─── Information shown

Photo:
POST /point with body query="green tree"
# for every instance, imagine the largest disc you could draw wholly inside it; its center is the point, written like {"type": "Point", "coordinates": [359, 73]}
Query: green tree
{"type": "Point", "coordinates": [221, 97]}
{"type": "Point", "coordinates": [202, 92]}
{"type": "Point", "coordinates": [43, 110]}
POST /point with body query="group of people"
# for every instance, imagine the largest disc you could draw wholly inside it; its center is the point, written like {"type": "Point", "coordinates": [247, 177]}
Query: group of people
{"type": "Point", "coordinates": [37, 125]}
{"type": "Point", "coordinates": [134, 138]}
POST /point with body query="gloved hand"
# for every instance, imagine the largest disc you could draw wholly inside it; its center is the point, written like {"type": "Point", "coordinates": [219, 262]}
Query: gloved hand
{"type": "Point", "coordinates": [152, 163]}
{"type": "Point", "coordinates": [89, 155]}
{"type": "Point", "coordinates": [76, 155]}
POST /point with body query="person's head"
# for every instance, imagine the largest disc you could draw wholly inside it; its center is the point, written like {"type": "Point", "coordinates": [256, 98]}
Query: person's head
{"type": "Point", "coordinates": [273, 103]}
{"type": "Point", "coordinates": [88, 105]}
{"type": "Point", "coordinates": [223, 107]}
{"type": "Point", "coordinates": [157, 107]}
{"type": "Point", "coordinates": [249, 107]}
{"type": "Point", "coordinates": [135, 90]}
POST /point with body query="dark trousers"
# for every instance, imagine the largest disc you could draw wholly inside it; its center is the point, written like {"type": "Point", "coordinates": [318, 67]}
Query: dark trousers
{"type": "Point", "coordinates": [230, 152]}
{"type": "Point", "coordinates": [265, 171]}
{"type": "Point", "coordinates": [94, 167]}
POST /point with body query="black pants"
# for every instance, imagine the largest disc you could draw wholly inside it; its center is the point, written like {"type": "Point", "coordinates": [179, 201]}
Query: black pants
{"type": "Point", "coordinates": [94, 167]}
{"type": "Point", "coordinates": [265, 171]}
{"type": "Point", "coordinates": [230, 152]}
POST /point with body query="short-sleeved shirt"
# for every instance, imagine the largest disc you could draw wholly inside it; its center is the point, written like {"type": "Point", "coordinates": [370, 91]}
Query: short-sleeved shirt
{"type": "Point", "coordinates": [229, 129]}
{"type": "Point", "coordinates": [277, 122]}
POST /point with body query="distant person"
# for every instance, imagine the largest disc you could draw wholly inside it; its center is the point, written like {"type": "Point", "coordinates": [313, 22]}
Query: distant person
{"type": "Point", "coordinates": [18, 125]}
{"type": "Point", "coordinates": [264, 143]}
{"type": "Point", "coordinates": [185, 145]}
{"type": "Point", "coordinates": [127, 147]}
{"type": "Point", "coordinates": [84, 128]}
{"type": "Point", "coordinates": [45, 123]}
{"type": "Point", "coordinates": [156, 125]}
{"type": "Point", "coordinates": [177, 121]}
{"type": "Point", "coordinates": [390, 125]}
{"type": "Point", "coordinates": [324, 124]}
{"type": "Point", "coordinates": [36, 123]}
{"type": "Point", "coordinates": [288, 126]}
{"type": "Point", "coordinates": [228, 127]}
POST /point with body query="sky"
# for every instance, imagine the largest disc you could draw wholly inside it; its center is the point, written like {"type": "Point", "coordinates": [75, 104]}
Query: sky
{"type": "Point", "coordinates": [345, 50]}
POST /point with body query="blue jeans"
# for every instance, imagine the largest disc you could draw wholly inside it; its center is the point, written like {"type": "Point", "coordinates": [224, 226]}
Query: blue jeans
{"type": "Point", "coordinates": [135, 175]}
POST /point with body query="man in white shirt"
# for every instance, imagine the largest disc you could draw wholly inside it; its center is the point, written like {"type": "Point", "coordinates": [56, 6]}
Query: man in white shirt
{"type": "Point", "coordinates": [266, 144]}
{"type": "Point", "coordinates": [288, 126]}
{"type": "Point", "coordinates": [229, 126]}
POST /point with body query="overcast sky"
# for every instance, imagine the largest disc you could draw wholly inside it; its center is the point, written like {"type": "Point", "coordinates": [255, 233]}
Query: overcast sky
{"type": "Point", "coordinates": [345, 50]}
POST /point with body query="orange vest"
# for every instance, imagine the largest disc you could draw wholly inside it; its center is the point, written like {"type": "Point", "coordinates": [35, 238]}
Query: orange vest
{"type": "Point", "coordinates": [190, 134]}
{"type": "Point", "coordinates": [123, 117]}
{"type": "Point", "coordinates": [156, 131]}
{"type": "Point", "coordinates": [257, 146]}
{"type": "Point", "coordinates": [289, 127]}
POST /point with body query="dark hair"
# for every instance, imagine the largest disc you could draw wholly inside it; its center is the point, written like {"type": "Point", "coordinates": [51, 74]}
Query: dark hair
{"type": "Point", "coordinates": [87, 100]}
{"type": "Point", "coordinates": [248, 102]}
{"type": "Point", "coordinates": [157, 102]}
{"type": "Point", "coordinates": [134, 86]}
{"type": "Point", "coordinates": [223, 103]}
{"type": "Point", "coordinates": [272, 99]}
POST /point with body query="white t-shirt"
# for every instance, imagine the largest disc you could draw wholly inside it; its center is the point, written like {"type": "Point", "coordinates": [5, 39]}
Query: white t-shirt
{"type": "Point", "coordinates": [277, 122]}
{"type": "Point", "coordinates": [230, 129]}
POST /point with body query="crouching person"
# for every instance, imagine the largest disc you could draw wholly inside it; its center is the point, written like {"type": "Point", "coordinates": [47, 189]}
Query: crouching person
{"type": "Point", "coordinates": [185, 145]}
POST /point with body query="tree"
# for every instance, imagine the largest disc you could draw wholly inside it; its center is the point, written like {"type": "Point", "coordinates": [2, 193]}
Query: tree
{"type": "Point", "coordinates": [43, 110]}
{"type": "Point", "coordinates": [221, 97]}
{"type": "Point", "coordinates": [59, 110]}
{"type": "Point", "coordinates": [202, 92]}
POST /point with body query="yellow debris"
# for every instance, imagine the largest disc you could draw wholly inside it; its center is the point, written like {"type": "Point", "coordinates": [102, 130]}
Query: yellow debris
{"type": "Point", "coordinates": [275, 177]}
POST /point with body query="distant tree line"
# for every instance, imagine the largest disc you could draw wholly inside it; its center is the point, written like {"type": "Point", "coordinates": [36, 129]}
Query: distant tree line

──────

** Brief **
Extract the data in full. Keep it word for word.

** Response for this exercise **
Photo:
POST /point with body query="green tree"
# for every instance, imagine the largest disc you could draw wholly inside it; its center is the point, written like {"type": "Point", "coordinates": [359, 73]}
Query: green tree
{"type": "Point", "coordinates": [221, 97]}
{"type": "Point", "coordinates": [202, 92]}
{"type": "Point", "coordinates": [43, 110]}
POST /point with body query="group of people"
# for every instance, imagine the largest disc you could draw wholly inside it; its center is the point, written like {"type": "Point", "coordinates": [247, 177]}
Query: group of people
{"type": "Point", "coordinates": [37, 125]}
{"type": "Point", "coordinates": [134, 138]}
POST /point with body query="gloved hand"
# for every instance, imagine the largest disc you could draw wholly inside it; its center is the point, written like {"type": "Point", "coordinates": [219, 262]}
Query: gloved hand
{"type": "Point", "coordinates": [152, 163]}
{"type": "Point", "coordinates": [89, 155]}
{"type": "Point", "coordinates": [76, 155]}
POST /point with body query="person's head"
# for every instance, imagine the largest disc you could draw wholly inside it; its center is the point, written like {"type": "Point", "coordinates": [256, 98]}
Query: person's head
{"type": "Point", "coordinates": [273, 103]}
{"type": "Point", "coordinates": [88, 105]}
{"type": "Point", "coordinates": [223, 107]}
{"type": "Point", "coordinates": [157, 107]}
{"type": "Point", "coordinates": [249, 107]}
{"type": "Point", "coordinates": [135, 90]}
POST /point with body query="dark trousers"
# for every instance, imagine the largest disc you could draw wholly inside it; its center is the point, written like {"type": "Point", "coordinates": [318, 67]}
Query: dark trousers
{"type": "Point", "coordinates": [230, 152]}
{"type": "Point", "coordinates": [265, 171]}
{"type": "Point", "coordinates": [94, 167]}
POST /point with body query="black pants"
# for every instance, imagine the largest disc you could draw wholly inside it; its center is the point, written like {"type": "Point", "coordinates": [179, 201]}
Query: black pants
{"type": "Point", "coordinates": [94, 167]}
{"type": "Point", "coordinates": [265, 171]}
{"type": "Point", "coordinates": [230, 152]}
POST /point with body query="short-sleeved shirt"
# for every instance, imagine the largest disc you could draw wholly inside it; its center is the point, written like {"type": "Point", "coordinates": [370, 91]}
Query: short-sleeved shirt
{"type": "Point", "coordinates": [229, 129]}
{"type": "Point", "coordinates": [277, 122]}
POST /point with body query="distant person"
# for every instance, imagine the largest disc you could draw wholly inside it; its center is the point, written like {"type": "Point", "coordinates": [313, 22]}
Query: distant person
{"type": "Point", "coordinates": [18, 125]}
{"type": "Point", "coordinates": [264, 143]}
{"type": "Point", "coordinates": [185, 145]}
{"type": "Point", "coordinates": [127, 147]}
{"type": "Point", "coordinates": [84, 128]}
{"type": "Point", "coordinates": [45, 123]}
{"type": "Point", "coordinates": [156, 125]}
{"type": "Point", "coordinates": [177, 121]}
{"type": "Point", "coordinates": [390, 125]}
{"type": "Point", "coordinates": [324, 124]}
{"type": "Point", "coordinates": [36, 123]}
{"type": "Point", "coordinates": [288, 126]}
{"type": "Point", "coordinates": [228, 127]}
POST /point with body query="sky"
# for every instance, imagine the largest disc you could draw wholly inside it; its center is the point, written like {"type": "Point", "coordinates": [75, 104]}
Query: sky
{"type": "Point", "coordinates": [345, 50]}
POST /point with body query="blue jeans"
# for every instance, imagine the largest disc you could draw wholly inside it; its center is the point, written like {"type": "Point", "coordinates": [224, 226]}
Query: blue jeans
{"type": "Point", "coordinates": [135, 175]}
POST /point with body query="man in white shirt"
# for every instance, imagine the largest disc you could draw wholly inside it; its center is the point, written like {"type": "Point", "coordinates": [56, 6]}
Query: man in white shirt
{"type": "Point", "coordinates": [266, 144]}
{"type": "Point", "coordinates": [288, 126]}
{"type": "Point", "coordinates": [229, 126]}
POST /point with body query="overcast sky"
# for every instance, imagine the largest disc you could draw wholly inside it; its center is the point, written like {"type": "Point", "coordinates": [255, 233]}
Query: overcast sky
{"type": "Point", "coordinates": [345, 50]}
POST /point with body query="orange vest"
# for every instance, imagine the largest disc you could draw wholly inside it; its center is the point, written like {"type": "Point", "coordinates": [35, 238]}
Query: orange vest
{"type": "Point", "coordinates": [190, 134]}
{"type": "Point", "coordinates": [123, 117]}
{"type": "Point", "coordinates": [156, 131]}
{"type": "Point", "coordinates": [257, 146]}
{"type": "Point", "coordinates": [289, 127]}
POST /point with body query="dark hair"
# for every instance, imagine the largest disc you could draw wholly inside it; its center is the point, written like {"type": "Point", "coordinates": [51, 74]}
Query: dark hair
{"type": "Point", "coordinates": [87, 100]}
{"type": "Point", "coordinates": [248, 102]}
{"type": "Point", "coordinates": [157, 102]}
{"type": "Point", "coordinates": [134, 86]}
{"type": "Point", "coordinates": [223, 103]}
{"type": "Point", "coordinates": [272, 99]}
POST /point with body query="white t-shirt"
# for every instance, imagine the largest disc you could draw wholly inside it; its center is the point, written like {"type": "Point", "coordinates": [5, 39]}
Query: white t-shirt
{"type": "Point", "coordinates": [277, 122]}
{"type": "Point", "coordinates": [230, 129]}
POST /point with body query="crouching person"
# for every instance, imagine the largest disc you could draw wholly inside it; its center is the point, written like {"type": "Point", "coordinates": [47, 189]}
Query: crouching person
{"type": "Point", "coordinates": [185, 145]}
POST /point with body query="tree"
# for every instance, imagine the largest disc you could draw wholly inside it; its center is the point, written like {"type": "Point", "coordinates": [2, 193]}
Query: tree
{"type": "Point", "coordinates": [43, 110]}
{"type": "Point", "coordinates": [221, 97]}
{"type": "Point", "coordinates": [59, 110]}
{"type": "Point", "coordinates": [202, 92]}
POST /point with body query="yellow debris"
# for every instance, imagine the largest disc you could draw wholly inside it; its center is the point, written like {"type": "Point", "coordinates": [102, 130]}
Query: yellow debris
{"type": "Point", "coordinates": [275, 177]}
POST /point with body query="distant tree line"
# for every instance, imagine the largest disc you could draw wholly inside it; its center is the point, written like {"type": "Point", "coordinates": [36, 129]}
Query: distant tree line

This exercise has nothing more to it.